-- Page extract follows --

“Is the Salvation of the Marine Corps at Hand?” by William S. Lind
President Trump’s administration has a historic opportunity to act—let us hope they seize it, for the Corps’ future, and our nation’s security, depend on it.
Donald Vandergriff
Sep 26, 2025
As a retired U.S. Army Major with roots as an enlisted Marine, I have spent decades advocating for fundamental reforms in military personnel management to align our forces with the demands of modern warfare. My works, including Path to Victory: America’s Army and the Revolution in Human Affairs and Adopting Mission Command: Developing Leaders for a Superior Command Culture, emphasize that true military effectiveness hinges not just on doctrine, but on the human element—how we select, develop, promote, and retain leaders capable of adaptability, initiative, and decentralized decision-making.
The U.S. Marine Corps’ adoption of Maneuver Warfare in the 1980s under Commandant Al Gray was a bold step toward Third Generation Warfare, shifting from the rigid, attrition-based hierarchies of Second Generation Warfare to a philosophy that thrives on chaos, speed, and empowered subordinates. Yet, as William S. Lind astutely observes in the following article, the Corps remains mired in a 2GW culture. Why? The answer lies squarely in its outdated manpower policies, which serve as the unyielding foundation preserving that obsolete paradigm.
Lind’s piece, “Is the Salvation of the Marine Corps at Hand?”, cuts to the heart of the Corps’ current malaise: a misguided Force Design 2030 fixated on improbable scenarios, an creeping anti-intellectualism that stifles the very innovation Maneuver Warfare demands, and a leadership cadre compromised by cultural Marxism—or “woke” influences—that erodes unit cohesion and combat readiness. These are not isolated failings but symptoms of a deeper systemic rot.

-- Page extract concluded --
-- Supplied data follows --

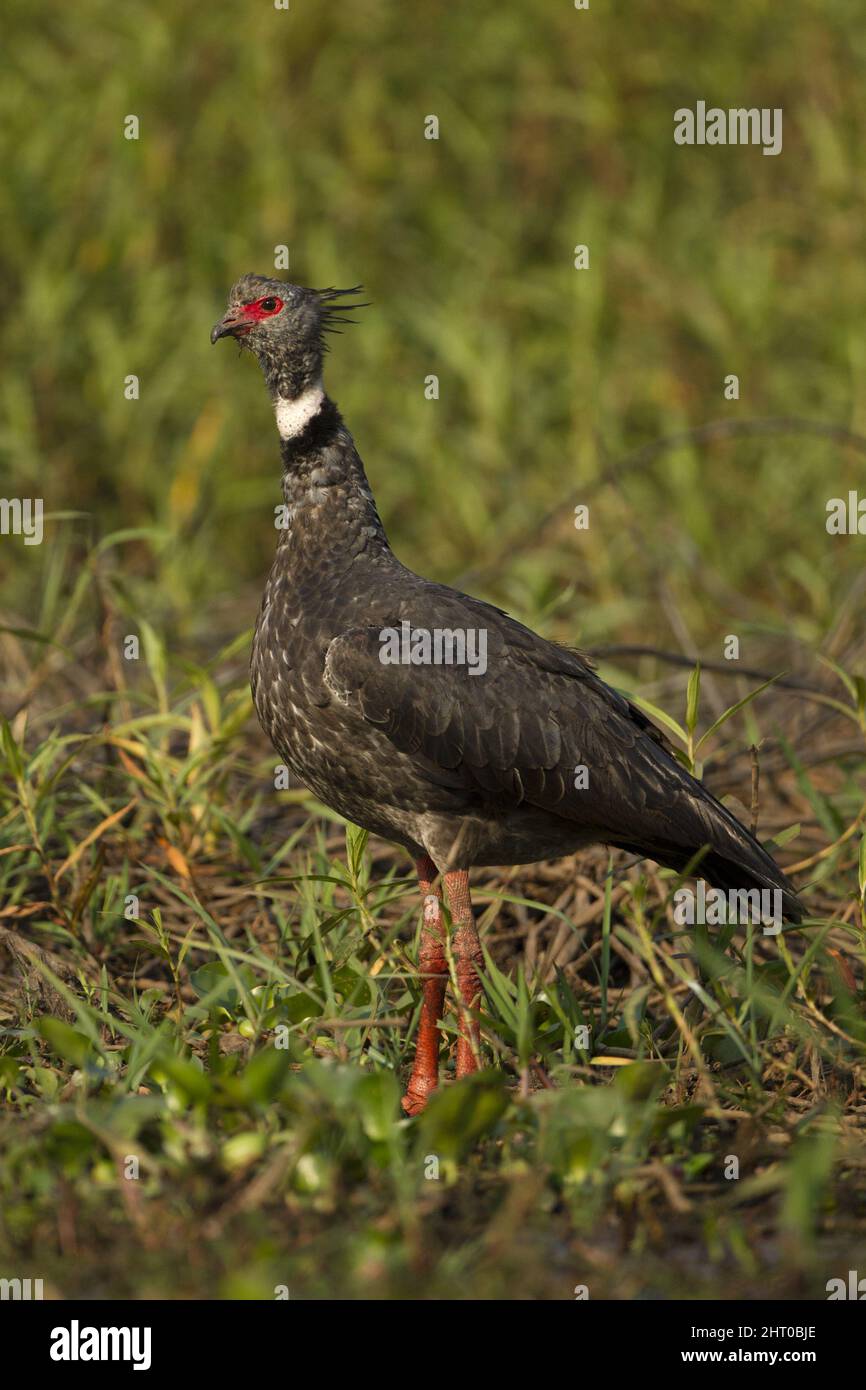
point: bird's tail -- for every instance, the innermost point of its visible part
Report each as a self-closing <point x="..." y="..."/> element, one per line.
<point x="733" y="859"/>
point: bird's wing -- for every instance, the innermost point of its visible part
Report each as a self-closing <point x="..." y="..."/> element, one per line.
<point x="519" y="729"/>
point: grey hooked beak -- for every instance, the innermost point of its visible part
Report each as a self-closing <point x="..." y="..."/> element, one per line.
<point x="230" y="325"/>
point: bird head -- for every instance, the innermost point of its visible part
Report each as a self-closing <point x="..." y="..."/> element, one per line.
<point x="284" y="325"/>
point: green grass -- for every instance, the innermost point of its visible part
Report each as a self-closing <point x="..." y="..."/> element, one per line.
<point x="148" y="1029"/>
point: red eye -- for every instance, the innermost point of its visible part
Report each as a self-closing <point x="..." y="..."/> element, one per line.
<point x="264" y="307"/>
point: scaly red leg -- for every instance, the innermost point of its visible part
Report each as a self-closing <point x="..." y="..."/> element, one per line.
<point x="433" y="966"/>
<point x="467" y="958"/>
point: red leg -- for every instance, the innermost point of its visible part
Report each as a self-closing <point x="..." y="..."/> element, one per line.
<point x="467" y="958"/>
<point x="433" y="968"/>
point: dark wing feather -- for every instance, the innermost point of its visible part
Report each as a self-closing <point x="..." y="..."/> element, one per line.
<point x="516" y="733"/>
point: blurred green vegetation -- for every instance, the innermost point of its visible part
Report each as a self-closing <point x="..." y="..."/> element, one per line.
<point x="306" y="128"/>
<point x="152" y="1033"/>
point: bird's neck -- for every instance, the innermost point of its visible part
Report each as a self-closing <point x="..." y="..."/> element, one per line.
<point x="327" y="501"/>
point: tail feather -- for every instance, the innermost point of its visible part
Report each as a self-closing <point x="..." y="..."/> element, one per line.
<point x="733" y="861"/>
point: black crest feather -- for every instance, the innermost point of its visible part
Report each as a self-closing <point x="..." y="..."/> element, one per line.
<point x="334" y="313"/>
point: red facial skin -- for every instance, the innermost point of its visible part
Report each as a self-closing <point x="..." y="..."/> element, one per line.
<point x="256" y="310"/>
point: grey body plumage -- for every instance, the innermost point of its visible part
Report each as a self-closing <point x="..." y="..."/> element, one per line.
<point x="470" y="769"/>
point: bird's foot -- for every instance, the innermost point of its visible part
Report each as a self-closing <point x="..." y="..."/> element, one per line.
<point x="419" y="1093"/>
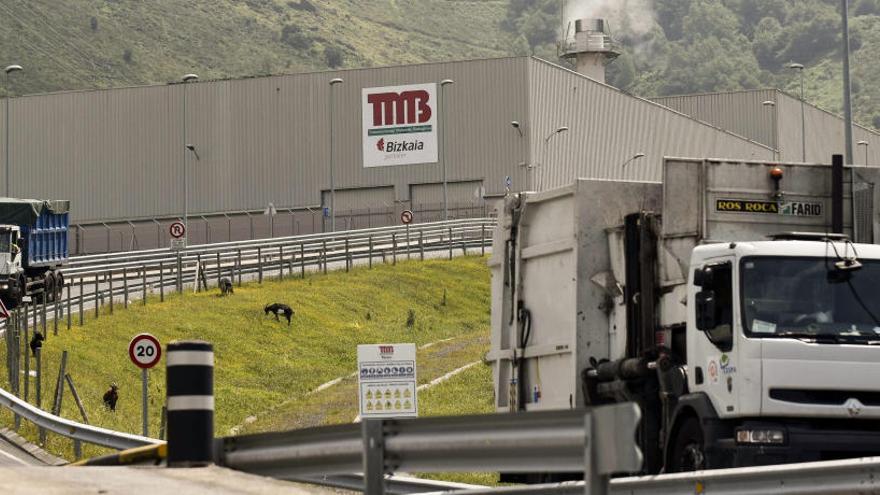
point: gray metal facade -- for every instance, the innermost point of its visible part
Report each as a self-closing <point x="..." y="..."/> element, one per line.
<point x="119" y="154"/>
<point x="743" y="113"/>
<point x="609" y="127"/>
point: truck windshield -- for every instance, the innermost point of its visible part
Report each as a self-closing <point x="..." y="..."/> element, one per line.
<point x="807" y="298"/>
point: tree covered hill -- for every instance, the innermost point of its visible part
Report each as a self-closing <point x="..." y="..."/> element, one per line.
<point x="670" y="46"/>
<point x="78" y="44"/>
<point x="694" y="46"/>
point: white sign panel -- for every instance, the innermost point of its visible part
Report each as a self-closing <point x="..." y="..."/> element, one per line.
<point x="387" y="380"/>
<point x="400" y="125"/>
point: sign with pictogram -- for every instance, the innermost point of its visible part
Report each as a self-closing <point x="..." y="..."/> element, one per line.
<point x="387" y="381"/>
<point x="144" y="351"/>
<point x="177" y="230"/>
<point x="406" y="217"/>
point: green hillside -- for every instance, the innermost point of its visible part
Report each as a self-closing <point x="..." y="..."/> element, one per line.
<point x="268" y="371"/>
<point x="78" y="44"/>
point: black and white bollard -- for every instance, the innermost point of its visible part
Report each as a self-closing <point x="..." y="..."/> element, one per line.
<point x="190" y="396"/>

-- Supplied data concluded --

• [Task to complete]
Please copy out the Marine Corps article above in full, word for word.

• [Reply to the exercise]
“Is the Salvation of the Marine Corps at Hand?” by William S. Lind
President Trump’s administration has a historic opportunity to act—let us hope they seize it, for the Corps’ future, and our nation’s security, depend on it.
Donald Vandergriff
Sep 26, 2025
As a retired U.S. Army Major with roots as an enlisted Marine, I have spent decades advocating for fundamental reforms in military personnel management to align our forces with the demands of modern warfare. My works, including Path to Victory: America’s Army and the Revolution in Human Affairs and Adopting Mission Command: Developing Leaders for a Superior Command Culture, emphasize that true military effectiveness hinges not just on doctrine, but on the human element—how we select, develop, promote, and retain leaders capable of adaptability, initiative, and decentralized decision-making.
The U.S. Marine Corps’ adoption of Maneuver Warfare in the 1980s under Commandant Al Gray was a bold step toward Third Generation Warfare, shifting from the rigid, attrition-based hierarchies of Second Generation Warfare to a philosophy that thrives on chaos, speed, and empowered subordinates. Yet, as William S. Lind astutely observes in the following article, the Corps remains mired in a 2GW culture. Why? The answer lies squarely in its outdated manpower policies, which serve as the unyielding foundation preserving that obsolete paradigm.
Lind’s piece, “Is the Salvation of the Marine Corps at Hand?”, cuts to the heart of the Corps’ current malaise: a misguided Force Design 2030 fixated on improbable scenarios, an creeping anti-intellectualism that stifles the very innovation Maneuver Warfare demands, and a leadership cadre compromised by cultural Marxism—or “woke” influences—that erodes unit cohesion and combat readiness. These are not isolated failings but symptoms of a deeper systemic rot.